__VOCI DEL DATASET__:
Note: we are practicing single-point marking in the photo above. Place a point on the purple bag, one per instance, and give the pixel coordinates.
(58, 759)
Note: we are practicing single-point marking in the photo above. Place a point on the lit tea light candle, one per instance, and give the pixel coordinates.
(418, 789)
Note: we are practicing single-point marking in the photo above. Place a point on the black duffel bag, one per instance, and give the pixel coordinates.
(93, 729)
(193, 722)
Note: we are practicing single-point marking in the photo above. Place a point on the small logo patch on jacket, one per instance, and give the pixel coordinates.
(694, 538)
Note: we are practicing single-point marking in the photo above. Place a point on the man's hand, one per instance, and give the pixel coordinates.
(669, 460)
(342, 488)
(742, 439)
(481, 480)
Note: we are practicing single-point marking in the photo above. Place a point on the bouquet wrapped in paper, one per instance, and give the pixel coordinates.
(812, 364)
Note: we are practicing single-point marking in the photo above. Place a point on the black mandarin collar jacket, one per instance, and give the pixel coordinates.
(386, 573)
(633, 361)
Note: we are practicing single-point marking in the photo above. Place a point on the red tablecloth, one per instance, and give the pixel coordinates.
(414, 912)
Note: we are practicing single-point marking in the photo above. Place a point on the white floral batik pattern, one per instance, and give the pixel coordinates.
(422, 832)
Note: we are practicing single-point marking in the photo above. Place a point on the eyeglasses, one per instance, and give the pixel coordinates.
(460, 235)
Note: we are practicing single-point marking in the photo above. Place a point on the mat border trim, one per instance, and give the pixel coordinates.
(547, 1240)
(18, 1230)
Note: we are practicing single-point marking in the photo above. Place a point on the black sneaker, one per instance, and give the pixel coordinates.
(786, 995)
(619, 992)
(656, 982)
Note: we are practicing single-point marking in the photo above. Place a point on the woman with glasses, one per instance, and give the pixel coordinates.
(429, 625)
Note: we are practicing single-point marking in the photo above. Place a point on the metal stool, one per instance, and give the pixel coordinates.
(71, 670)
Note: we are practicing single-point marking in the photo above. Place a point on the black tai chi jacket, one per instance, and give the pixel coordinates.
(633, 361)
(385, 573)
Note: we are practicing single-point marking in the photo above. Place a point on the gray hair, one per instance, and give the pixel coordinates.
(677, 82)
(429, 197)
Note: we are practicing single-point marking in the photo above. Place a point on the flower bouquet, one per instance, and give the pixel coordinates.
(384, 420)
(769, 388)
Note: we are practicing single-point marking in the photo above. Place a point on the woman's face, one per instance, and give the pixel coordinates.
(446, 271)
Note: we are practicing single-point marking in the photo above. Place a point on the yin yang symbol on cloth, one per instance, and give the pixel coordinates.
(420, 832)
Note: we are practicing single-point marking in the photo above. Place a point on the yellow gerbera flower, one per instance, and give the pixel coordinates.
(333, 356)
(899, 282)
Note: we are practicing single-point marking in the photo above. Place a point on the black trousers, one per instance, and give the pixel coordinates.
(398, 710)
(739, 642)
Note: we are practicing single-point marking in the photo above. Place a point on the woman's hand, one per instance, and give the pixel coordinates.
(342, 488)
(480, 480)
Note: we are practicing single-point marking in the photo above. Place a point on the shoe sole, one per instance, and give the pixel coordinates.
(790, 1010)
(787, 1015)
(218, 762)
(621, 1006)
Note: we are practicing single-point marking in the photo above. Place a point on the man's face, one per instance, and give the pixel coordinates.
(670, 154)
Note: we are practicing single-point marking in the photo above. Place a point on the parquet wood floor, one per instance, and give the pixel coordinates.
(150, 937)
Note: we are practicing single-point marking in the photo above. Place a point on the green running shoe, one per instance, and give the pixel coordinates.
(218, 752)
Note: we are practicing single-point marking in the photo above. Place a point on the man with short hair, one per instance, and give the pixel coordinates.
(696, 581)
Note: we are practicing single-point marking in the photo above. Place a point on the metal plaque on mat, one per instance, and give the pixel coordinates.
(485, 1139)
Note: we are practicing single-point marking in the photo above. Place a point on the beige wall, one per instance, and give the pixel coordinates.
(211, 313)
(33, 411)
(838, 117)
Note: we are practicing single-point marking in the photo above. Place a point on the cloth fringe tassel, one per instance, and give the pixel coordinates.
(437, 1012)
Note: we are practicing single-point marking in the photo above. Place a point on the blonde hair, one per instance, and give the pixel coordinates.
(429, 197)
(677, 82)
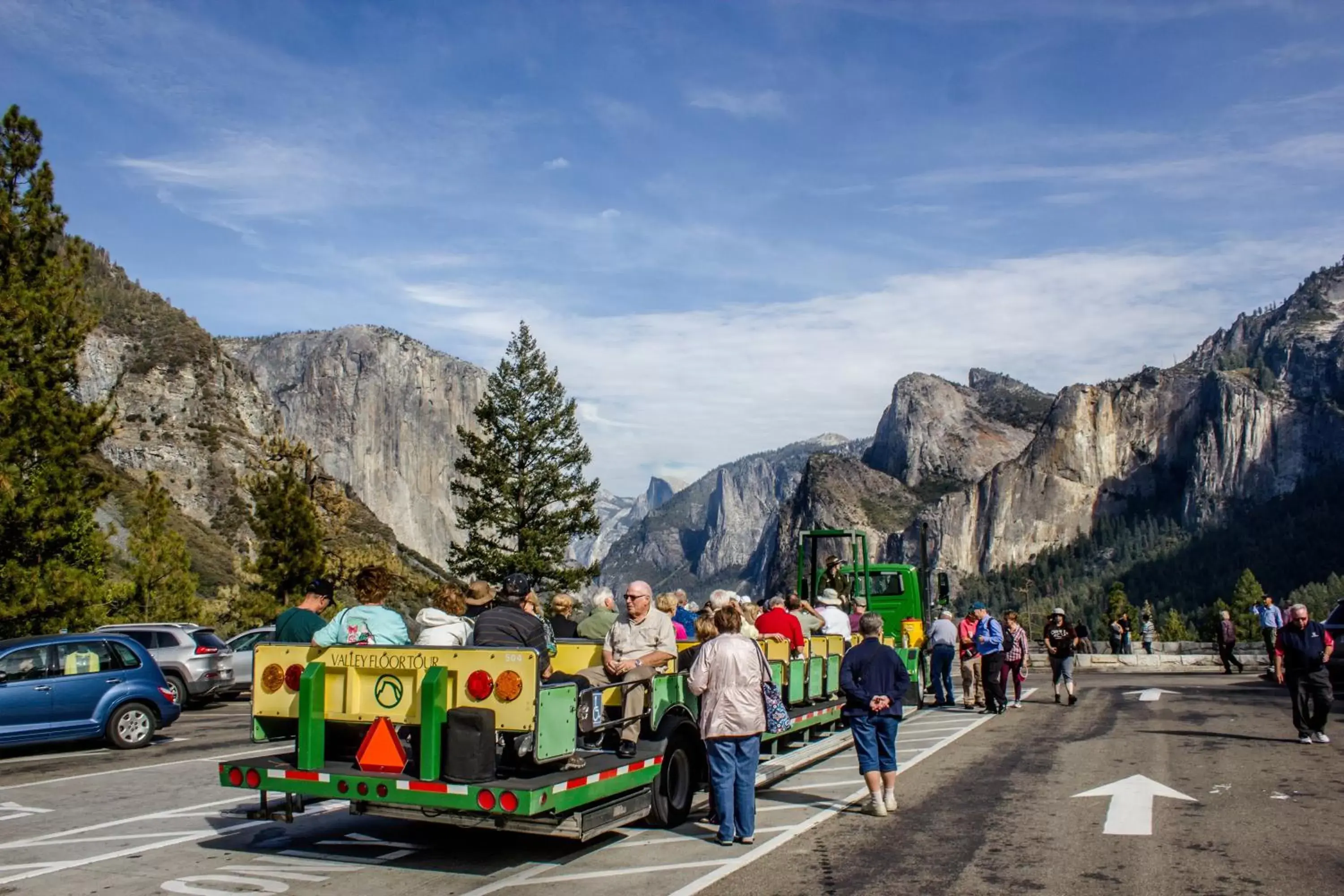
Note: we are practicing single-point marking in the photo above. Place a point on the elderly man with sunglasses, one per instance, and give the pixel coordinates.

__COMPITO ASSEGNATO__: Modifichi tutte le righe sostituendo "single-point marking" con "point annotation" e lasciando invariato tutto il resto. Ometta le immagini nella risposta.

__RISPOSTA__:
Note: we are practicing point annotation in the photo above. Place a point on the purple bag, one per instance, and give the pixel coordinates.
(58, 759)
Note: we are practicing point annotation in the photo above. Place a point on the lit tea light candle, one per instance, and give the pixel coordinates.
(418, 789)
Note: we are practicing point annotation in the photo above. Place a point on the black duffel bag, one per instance, and give the pixel coordinates.
(93, 729)
(193, 722)
Note: we are practicing point annotation in the photo above. Place a point on the small logo patch on jacket, one per instance, and give the pixel coordinates.
(694, 538)
Note: we are practicing point annotation in the photo above. Place a point on the man's hand, one per instance, and give the pixel coordinates.
(669, 460)
(342, 488)
(742, 439)
(481, 480)
Note: we are practicing point annotation in the photo above. Place a point on the bouquet wrapped in paper, one per instance, and give the pixel coordinates.
(812, 364)
Note: we are practicing point annotation in the photo above. Place a point on the black mandarin collar jacket, one per instance, and give the pixel coordinates.
(386, 573)
(633, 361)
Note: we are practicing point annotation in the photo above. Place a point on the red tablecloth, one per instance, and give the pixel coordinates.
(414, 912)
Note: we are practicing point annotation in the photo above. Place a point on the white floral batik pattern, one per instance, and give the pixel coordinates.
(422, 832)
Note: we are practicing point annotation in the photo above. Place a point on the eyeglasses, one per instance, and give the pixel coordinates.
(460, 235)
Note: we are practicing point annotation in the photo above. Place a point on the mat border trim, one per instance, and give the pixel coordinates.
(547, 1240)
(18, 1230)
Note: we are practicing point annotation in the photo above. Place a point on the black sneaker, one per instance, and give the pixel coordinates.
(786, 995)
(619, 992)
(656, 982)
Note: we are practicing point annotation in the photo above. Place a point on the woman with glasses, one per instance, and give the pixel coordinates.
(429, 625)
Note: we are practicing point annotation in the photo above. Place a point on the metal stool, one per instance, and give the pixel coordinates.
(71, 670)
Note: we are practicing point annotation in the photo above. Place a point on the black tai chi jacket, one per instance, and give the pixel coordinates.
(633, 361)
(385, 573)
Note: we are practicing point annotation in the photo above. Place a point on the gray hair, one per instance, and give the pixel coordinates.
(677, 82)
(429, 197)
Note: we are practicing point annotation in the photo above. Place a point on the flower bouquet, one per instance, and give the pixel coordinates.
(384, 420)
(769, 388)
Note: we are practicing point annotation in the photo above. Place a point on the woman's face, one per instance, and give the pixel coordinates.
(446, 271)
Note: we are practicing point annotation in the photo above. Place a point on the yin yang symbol on cloth, one per instance, and give the pixel coordinates.
(420, 832)
Note: we are practicing point annotation in the photo above. Place a point on the yellow gerbera flower, one per instance, and give the pixel coordinates.
(333, 356)
(899, 282)
Note: we are practicing point annotation in the photo above. Place a point on the black trousers, one per instance, and give the pixel coordinates.
(398, 710)
(739, 642)
Note: we are practicing point annotation in the photo above. Place a point on the woman's hand, one per instance, and give the pixel coordinates.
(342, 488)
(480, 480)
Note: we are practicing point annotation in the photo above. Place a point on the shoe sole, one per instance, and give the pixel coordinates.
(790, 1010)
(787, 1015)
(218, 762)
(621, 1006)
Note: we are practicing point annotation in the photo above. Place a point on the man's face, one per instance, and give the pixel coordinates.
(670, 154)
Note: we are practicing point annotation in the photo above. Place a point on the parquet wood floor, one per instance, and give the pixel coordinates.
(150, 937)
Note: we are practicing point annotation in the photo above. Place a point on the green running shoe, one per instance, and give the pixel coordinates.
(218, 752)
Note: we are practicing point annotation in the photo above. Place a point on the man with short hair, one per instance, and give the pixel coordinates.
(696, 581)
Note: we are practicing point annotation in the photo above. Place a point on the metal plaque on mat, one per instance, and give the pixel coordinates.
(485, 1139)
Note: we are practicing point annotation in the photo above. Place a point on the beige wall, one per instance, and give the pixel coordinates.
(211, 313)
(33, 411)
(838, 117)
Note: we are practicing point annotation in the photo above. Place a point on the cloth fringe tassel, one per instance, and give the pixel coordinates.
(437, 1012)
Note: we are practicing point annotation in the photo above. Place a point on the blonde hair, one per instance, and give the pixel coordinates.
(429, 197)
(677, 82)
Note: we are practicing point annotation in the photo above. Place a point on the elderly man with sunglasses, one per instance, and give the pixel coordinates.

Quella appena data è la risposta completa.